→ DIRECTIVE 1:
Decide whether each statement below agrees with the passage about writing. Answer yes or no for each, quoting the words of the passage that decide it.
(a) The writer has written some form of fiction every day since age nine.
(b) The writer was the oldest child in the family.
(c) The writer showered to get ready for a blind date.

Because, I suppose, I can't not.

As the painfully shy middle child in a boisterous family, I was always interrupted, and so, wanting my voice to be heard, I retreated to my room and wrote stories. I told the page all about school that day, or a friend who was mean, or the science teacher I had a secret crush on. I'd write my unspoken rebuttals to bullies who teased me because of my headgear, or roasts of the awful popular girls who stole my diary and divulged my crush to the whole science class. I wrote stories where things happened that I was afraid to execute in real life.

I've written some form of fiction every day since I was nine years old. It was always there, like the best kind of best friend: it helped me through bad times and reflected my happiness in good times.

Until one day, three years ago. It was May 1st 2003, the day Mr. Bush landed on the aircraft carrier and declared the war a mission accomplished. I remember this because I shouted at the TV: "Yeah right," then got in the shower, to get ready for a blind date. When I emerged, my laptop was gone.

→ RECORDS FOR THE EXERCISE:

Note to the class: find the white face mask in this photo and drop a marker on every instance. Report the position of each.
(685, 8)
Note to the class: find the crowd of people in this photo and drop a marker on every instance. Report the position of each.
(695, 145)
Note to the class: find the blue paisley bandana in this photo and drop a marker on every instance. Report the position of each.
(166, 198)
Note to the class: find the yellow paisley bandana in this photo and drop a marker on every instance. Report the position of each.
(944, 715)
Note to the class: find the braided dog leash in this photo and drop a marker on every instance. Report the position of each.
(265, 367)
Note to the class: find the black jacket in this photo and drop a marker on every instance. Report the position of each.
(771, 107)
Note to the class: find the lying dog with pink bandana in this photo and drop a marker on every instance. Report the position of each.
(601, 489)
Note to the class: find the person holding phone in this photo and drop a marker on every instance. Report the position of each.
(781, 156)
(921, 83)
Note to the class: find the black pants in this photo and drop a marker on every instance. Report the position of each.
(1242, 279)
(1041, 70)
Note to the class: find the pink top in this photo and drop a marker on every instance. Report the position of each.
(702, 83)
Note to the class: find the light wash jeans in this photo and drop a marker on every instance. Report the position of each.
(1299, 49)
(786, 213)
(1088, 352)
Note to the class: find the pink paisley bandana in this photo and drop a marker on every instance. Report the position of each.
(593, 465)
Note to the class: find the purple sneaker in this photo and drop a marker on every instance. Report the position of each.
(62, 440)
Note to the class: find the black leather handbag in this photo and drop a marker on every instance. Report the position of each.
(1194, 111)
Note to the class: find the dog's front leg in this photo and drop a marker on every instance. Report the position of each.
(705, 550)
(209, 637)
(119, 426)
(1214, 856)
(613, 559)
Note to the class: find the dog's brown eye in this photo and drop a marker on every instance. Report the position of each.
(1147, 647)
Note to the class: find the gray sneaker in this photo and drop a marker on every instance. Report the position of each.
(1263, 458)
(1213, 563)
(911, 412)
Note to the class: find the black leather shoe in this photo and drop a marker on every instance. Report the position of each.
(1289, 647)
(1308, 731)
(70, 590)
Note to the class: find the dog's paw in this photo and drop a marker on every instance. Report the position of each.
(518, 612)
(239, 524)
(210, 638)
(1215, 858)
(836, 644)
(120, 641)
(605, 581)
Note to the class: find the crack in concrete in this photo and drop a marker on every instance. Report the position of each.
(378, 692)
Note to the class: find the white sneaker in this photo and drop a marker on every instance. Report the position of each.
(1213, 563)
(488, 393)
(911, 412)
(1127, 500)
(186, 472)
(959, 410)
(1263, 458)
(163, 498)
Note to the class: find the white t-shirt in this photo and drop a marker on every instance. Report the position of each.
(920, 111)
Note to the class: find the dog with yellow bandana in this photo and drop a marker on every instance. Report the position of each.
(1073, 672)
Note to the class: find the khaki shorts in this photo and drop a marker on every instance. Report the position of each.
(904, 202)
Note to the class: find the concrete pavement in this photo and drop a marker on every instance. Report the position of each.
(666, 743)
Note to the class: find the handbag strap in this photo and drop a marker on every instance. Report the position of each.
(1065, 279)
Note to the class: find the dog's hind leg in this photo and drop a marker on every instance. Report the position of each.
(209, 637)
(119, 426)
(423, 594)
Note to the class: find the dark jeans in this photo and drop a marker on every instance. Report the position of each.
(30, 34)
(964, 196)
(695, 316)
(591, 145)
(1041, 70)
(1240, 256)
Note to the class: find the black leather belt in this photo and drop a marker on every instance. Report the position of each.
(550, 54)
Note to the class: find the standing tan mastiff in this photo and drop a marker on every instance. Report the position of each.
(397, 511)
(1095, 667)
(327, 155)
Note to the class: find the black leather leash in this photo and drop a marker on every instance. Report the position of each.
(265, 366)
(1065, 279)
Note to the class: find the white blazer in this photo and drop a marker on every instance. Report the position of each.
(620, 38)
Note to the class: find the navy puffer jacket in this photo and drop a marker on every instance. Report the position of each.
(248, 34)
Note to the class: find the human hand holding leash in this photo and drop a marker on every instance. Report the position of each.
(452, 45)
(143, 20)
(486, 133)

→ DIRECTIVE 2:
Rewrite the listing from the line containing "Note to the class: find the white blazer" through the end of the listing, putting "place a pin" in place of "drop a marker" and leaving all else unchanged.

→ RIGHT ANSWER 1:
(a) Yes: "I've written some form of fiction every day since I was nine years old."
(b) No: "As the painfully shy middle child in a boisterous family"
(c) Yes: "then got in the shower, to get ready for a blind date."

→ RIGHT ANSWER 2:
Note to the class: find the white blazer in this photo and place a pin on every instance. Report the position of each.
(620, 38)
Note to the class: find the navy puffer jacket in this photo and place a pin on every instance. Report the position of each.
(248, 34)
Note to the class: find the human hand holding leash in this photo and place a pin on every instance. Report the position of each.
(452, 45)
(143, 20)
(486, 133)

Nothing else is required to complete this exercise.